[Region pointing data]
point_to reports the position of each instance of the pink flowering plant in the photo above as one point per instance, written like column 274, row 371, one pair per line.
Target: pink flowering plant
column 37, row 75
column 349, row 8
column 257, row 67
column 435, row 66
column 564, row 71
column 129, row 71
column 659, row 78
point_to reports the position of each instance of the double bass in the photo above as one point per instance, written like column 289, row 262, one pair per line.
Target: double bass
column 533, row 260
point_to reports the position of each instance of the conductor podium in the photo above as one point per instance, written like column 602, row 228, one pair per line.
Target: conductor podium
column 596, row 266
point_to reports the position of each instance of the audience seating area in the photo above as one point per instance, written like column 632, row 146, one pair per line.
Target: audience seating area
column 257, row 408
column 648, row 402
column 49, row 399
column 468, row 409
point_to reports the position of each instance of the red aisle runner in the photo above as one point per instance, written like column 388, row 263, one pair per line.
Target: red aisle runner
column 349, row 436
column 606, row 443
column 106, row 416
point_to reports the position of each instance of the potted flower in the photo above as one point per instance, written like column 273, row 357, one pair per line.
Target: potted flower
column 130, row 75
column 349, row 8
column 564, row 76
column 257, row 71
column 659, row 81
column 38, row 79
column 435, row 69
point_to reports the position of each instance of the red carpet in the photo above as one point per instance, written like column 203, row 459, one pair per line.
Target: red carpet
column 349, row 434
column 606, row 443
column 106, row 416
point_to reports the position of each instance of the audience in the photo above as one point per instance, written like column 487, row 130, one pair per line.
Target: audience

◆ **PROBLEM DESCRIPTION**:
Repeat, without change, each line of the data above from the one that contains "point_to reports the position of each instance of the red carpet" through the final line, counting both.

◆ **WORKED SOLUTION**:
point_to reports the position of each instance of the red carpet in the photo above as one point per instance, written like column 203, row 459, one pair per line.
Target: red carpet
column 349, row 434
column 606, row 443
column 106, row 416
point_to reports the position of each instance of the audience in the photo above as one point per instance, written like column 487, row 130, one pair per line.
Target: audience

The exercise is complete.